> **Source data**
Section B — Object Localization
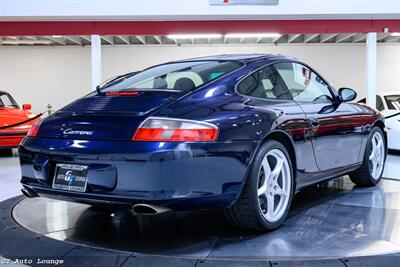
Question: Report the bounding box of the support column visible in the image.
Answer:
[367,32,377,108]
[90,34,102,90]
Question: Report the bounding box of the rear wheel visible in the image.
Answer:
[0,149,13,157]
[350,127,387,186]
[225,140,294,230]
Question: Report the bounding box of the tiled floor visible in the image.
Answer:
[0,155,400,201]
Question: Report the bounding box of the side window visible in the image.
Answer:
[237,66,291,100]
[274,62,332,103]
[376,95,385,111]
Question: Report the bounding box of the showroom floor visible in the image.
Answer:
[0,155,400,201]
[0,155,400,266]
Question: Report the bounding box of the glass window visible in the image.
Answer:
[358,95,389,111]
[0,92,18,107]
[237,66,291,100]
[102,61,242,92]
[376,95,385,111]
[274,62,333,103]
[385,95,400,110]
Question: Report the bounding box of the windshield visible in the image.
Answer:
[101,61,242,92]
[0,92,19,108]
[385,95,400,110]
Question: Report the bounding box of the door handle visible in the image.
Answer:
[308,118,319,128]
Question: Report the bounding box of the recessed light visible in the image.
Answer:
[225,32,281,38]
[2,40,53,44]
[167,33,222,39]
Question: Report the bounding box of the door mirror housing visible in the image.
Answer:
[22,104,32,110]
[339,87,357,102]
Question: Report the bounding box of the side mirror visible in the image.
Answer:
[339,87,357,102]
[22,104,32,110]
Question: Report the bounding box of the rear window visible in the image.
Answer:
[385,95,400,110]
[101,61,242,92]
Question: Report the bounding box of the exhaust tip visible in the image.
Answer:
[21,188,38,198]
[132,204,168,215]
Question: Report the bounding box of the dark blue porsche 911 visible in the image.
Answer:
[19,54,387,230]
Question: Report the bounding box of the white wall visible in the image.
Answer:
[0,44,400,112]
[0,0,400,21]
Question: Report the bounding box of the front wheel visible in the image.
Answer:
[225,140,294,231]
[350,127,387,186]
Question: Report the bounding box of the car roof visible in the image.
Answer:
[171,54,297,63]
[378,90,400,96]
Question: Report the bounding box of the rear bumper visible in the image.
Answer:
[0,132,26,149]
[19,138,258,210]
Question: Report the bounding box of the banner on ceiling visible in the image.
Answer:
[209,0,279,5]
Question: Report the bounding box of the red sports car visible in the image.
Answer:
[0,91,40,150]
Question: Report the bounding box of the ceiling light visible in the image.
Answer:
[1,40,53,44]
[167,33,222,39]
[225,33,281,38]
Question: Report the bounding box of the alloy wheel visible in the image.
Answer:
[257,149,292,222]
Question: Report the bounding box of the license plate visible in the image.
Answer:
[53,164,88,192]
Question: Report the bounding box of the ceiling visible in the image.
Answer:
[0,33,400,46]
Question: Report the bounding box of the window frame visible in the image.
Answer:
[100,59,247,93]
[234,60,338,104]
[234,61,294,102]
[273,60,338,104]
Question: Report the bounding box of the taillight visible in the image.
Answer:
[27,121,42,137]
[132,117,218,142]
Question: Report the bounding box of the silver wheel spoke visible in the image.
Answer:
[257,183,267,196]
[267,194,275,217]
[273,185,286,197]
[262,157,271,181]
[257,149,292,222]
[271,159,283,180]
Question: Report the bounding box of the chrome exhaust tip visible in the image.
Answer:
[132,204,169,215]
[21,187,39,198]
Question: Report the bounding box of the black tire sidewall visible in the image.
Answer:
[248,140,295,230]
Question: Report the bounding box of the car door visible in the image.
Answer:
[274,62,363,171]
[236,65,319,177]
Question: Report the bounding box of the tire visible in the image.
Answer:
[225,140,294,231]
[349,127,387,186]
[0,148,13,157]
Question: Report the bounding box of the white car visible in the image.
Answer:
[359,90,400,150]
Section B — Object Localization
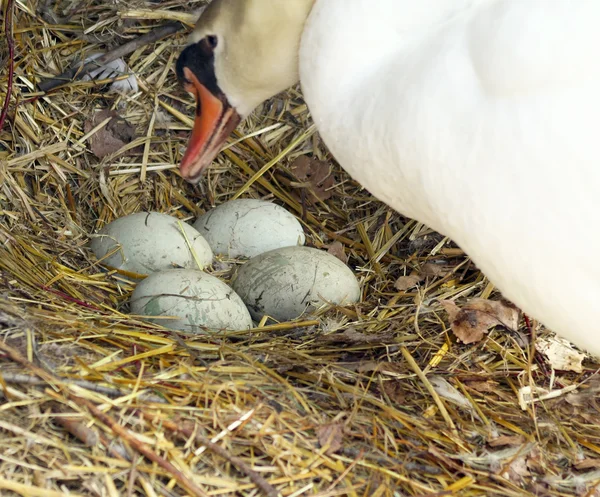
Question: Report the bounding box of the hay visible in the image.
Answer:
[0,0,600,497]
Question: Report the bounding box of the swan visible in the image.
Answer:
[176,0,600,356]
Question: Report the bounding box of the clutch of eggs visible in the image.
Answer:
[91,199,360,333]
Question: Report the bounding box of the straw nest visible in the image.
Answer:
[0,0,600,497]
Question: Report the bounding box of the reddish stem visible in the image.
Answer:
[0,0,15,130]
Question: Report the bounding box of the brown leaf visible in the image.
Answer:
[290,155,336,200]
[488,435,525,447]
[440,299,519,344]
[575,459,600,471]
[465,380,498,393]
[83,109,135,159]
[394,273,423,292]
[502,457,530,483]
[356,361,405,373]
[327,242,348,264]
[317,423,344,455]
[382,380,406,405]
[421,262,452,277]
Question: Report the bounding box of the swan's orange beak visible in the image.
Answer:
[179,67,241,184]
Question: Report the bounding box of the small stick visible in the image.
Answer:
[141,411,280,497]
[0,0,15,130]
[37,20,184,93]
[0,340,208,497]
[0,371,167,404]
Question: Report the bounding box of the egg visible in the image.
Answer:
[233,247,360,321]
[90,212,213,275]
[194,199,305,258]
[130,269,252,334]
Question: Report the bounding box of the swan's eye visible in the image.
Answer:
[205,35,219,50]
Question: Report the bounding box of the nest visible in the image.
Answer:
[0,0,600,497]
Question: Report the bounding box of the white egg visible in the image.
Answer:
[233,247,360,321]
[194,199,305,257]
[131,269,252,334]
[90,212,213,275]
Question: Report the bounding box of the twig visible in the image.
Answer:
[38,20,185,92]
[0,371,167,404]
[0,0,15,130]
[82,394,208,497]
[142,412,280,497]
[0,340,208,497]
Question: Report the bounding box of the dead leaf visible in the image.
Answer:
[394,273,423,292]
[356,361,405,374]
[535,337,585,373]
[575,459,600,471]
[421,262,452,278]
[382,380,406,405]
[440,299,519,344]
[488,435,525,447]
[317,423,344,455]
[502,457,530,483]
[290,155,336,200]
[327,242,348,264]
[84,109,135,159]
[465,380,498,393]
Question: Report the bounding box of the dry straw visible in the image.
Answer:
[0,0,600,497]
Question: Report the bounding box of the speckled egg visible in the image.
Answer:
[131,269,252,334]
[90,212,213,275]
[194,199,305,257]
[233,247,360,321]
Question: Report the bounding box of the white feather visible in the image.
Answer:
[300,0,600,356]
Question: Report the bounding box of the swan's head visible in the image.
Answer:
[177,0,315,183]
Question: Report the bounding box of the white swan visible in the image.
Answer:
[177,0,600,356]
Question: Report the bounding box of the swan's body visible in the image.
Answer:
[177,0,600,356]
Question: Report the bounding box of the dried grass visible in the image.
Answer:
[0,0,600,497]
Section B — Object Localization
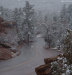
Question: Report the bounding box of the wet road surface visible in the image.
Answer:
[0,38,59,75]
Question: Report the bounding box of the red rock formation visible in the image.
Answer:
[0,47,12,60]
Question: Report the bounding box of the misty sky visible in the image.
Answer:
[0,0,69,11]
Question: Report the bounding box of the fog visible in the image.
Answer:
[0,0,64,12]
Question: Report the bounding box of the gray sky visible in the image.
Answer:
[0,0,67,11]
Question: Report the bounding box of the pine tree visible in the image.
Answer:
[23,1,34,43]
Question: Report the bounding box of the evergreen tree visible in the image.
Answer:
[23,1,34,43]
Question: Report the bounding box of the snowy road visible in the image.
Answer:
[0,37,58,75]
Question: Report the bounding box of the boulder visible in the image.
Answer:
[44,57,57,64]
[35,64,51,75]
[44,54,63,64]
[0,43,11,48]
[0,47,12,60]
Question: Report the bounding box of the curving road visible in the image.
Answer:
[0,37,59,75]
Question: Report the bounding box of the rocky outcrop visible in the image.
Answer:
[35,54,62,75]
[0,47,12,60]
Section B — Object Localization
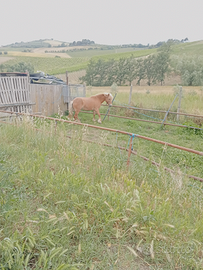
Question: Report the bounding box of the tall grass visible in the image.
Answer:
[0,117,203,269]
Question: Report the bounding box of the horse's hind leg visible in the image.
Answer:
[95,109,101,124]
[74,111,80,122]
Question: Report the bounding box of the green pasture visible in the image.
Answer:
[0,87,203,270]
[0,55,88,75]
[67,48,150,58]
[172,41,203,56]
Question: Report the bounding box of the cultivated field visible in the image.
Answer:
[0,87,203,270]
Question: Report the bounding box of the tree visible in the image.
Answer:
[144,55,156,86]
[124,56,136,85]
[135,58,145,85]
[154,52,170,85]
[176,56,203,86]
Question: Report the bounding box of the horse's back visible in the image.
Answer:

> **Goal of the exercise**
Leave out each picture and extract the lines from the one containing "Question: Report the bounding box of the curving" through the end of the records above, inclusive, exactly as they stand.

> **Task response**
Question: Report the bounding box of the curving road visible in the image.
Answer:
[0,37,59,75]
Question: Report the bounding box of the rocky outcrop visible in the image.
Answer:
[35,54,62,75]
[0,47,12,60]
Section B — Object Localization
Question: Report the bounding box of the tall grass visible in the image.
Answer:
[0,117,203,269]
Question: Report the bounding box of the horse's hind leg visible in the image.
Answer:
[95,109,101,124]
[74,111,80,122]
Question: Report the bounding box of the green pasture visible in the image.
Answer:
[0,87,203,270]
[0,55,88,75]
[67,48,150,58]
[172,41,203,56]
Question: Report the bounding box of the cultivated field visible in the image.
Answer:
[0,87,203,270]
Question: Report the bounding box of the tree visible in the image.
Answer:
[144,55,156,86]
[124,56,136,85]
[135,58,145,85]
[154,52,170,85]
[176,56,203,86]
Question: Report the bounding box of the horse's back visible in the image.
Answer:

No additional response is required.